Image-grounded pointing data
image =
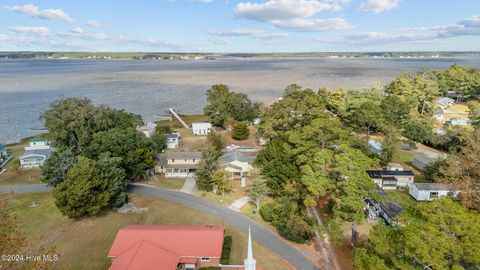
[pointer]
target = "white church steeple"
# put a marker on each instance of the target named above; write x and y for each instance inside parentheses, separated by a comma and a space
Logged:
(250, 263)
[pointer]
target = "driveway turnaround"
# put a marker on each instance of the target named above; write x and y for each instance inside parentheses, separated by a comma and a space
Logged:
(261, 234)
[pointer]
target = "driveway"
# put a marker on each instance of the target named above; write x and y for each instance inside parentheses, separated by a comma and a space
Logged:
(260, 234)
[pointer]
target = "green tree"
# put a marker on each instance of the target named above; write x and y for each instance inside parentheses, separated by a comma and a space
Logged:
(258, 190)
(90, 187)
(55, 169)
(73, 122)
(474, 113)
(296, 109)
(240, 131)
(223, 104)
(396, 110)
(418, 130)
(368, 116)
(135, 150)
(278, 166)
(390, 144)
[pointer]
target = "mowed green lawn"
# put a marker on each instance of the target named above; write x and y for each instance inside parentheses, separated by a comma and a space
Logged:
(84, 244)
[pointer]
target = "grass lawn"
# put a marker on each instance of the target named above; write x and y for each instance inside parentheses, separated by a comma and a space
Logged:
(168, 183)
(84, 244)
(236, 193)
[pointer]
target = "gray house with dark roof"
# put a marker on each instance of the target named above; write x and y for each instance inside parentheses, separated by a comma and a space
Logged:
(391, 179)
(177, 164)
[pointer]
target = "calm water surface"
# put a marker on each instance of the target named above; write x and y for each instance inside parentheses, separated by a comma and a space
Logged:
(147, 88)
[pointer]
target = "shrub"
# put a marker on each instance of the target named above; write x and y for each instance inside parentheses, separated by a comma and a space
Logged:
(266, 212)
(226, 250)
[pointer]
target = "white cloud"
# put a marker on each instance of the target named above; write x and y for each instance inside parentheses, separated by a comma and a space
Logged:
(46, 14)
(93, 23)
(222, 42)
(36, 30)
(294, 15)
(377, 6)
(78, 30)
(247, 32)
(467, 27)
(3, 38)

**Try it**
Could the data above be repeated exactly, with every picture dropped?

**The answer**
image =
[pointer]
target = "white church steeple"
# put a marker on each instance of the target named above; write x and y for each instance inside parentheses, separated by a comma and a space
Logged:
(250, 263)
[pointer]
target = "driveway turnaround"
# put a marker on each instance of the target named above; write x and y for each instance inside parentheses, separated by a comma and a space
Logged:
(261, 234)
[pointer]
target = "driveway"
# put a marker on each instance of the target named above; write x and y for each instance inside parentheses, separated by a comma and a space
Logged:
(260, 234)
[pointer]
target = "green tree"
# put a marker on each instance of the target named above; write x and y for each instance inside parentheses, separated by a comma and a space
Logged:
(258, 190)
(90, 187)
(55, 169)
(73, 122)
(474, 113)
(296, 109)
(240, 131)
(223, 104)
(396, 110)
(418, 130)
(368, 116)
(135, 150)
(278, 166)
(390, 144)
[pointer]
target = "mowed green lawn"
# put a marker on each instance of the target named above; write x and y for each instance inside parentheses, separated by a comma and a space
Logged:
(84, 244)
[pointer]
target = "grass lawn"
# put a marker on each instance of the target named above; write x and y for each instance inside parentheses, separated by a comma and a space
Logged:
(168, 183)
(84, 244)
(236, 193)
[pointer]
target = "gray house with dark roof"
# put a marker on each instance of the target named above; write x and y for each instance inside parentheses, separated by a comma and a space
Logged:
(391, 179)
(177, 164)
[pointer]
target = "calm water surface"
# put a marker on each instance of the target named above; write x and y for each instance inside parentheses, separated by a comma and a space
Logged:
(147, 88)
[pointer]
target = "shrub"
# put a marker on each instance of the target named above; write x and y for each instance inside parentheses, separated by a comma and a space
Logged:
(266, 212)
(226, 250)
[pointer]
target = "white cloud"
# put a marker on each instance of the target named above; write x and y for each instance inside parentheses, separated by a comma and a space
Logged:
(46, 14)
(93, 23)
(222, 42)
(36, 30)
(294, 15)
(377, 6)
(78, 30)
(247, 32)
(467, 27)
(3, 38)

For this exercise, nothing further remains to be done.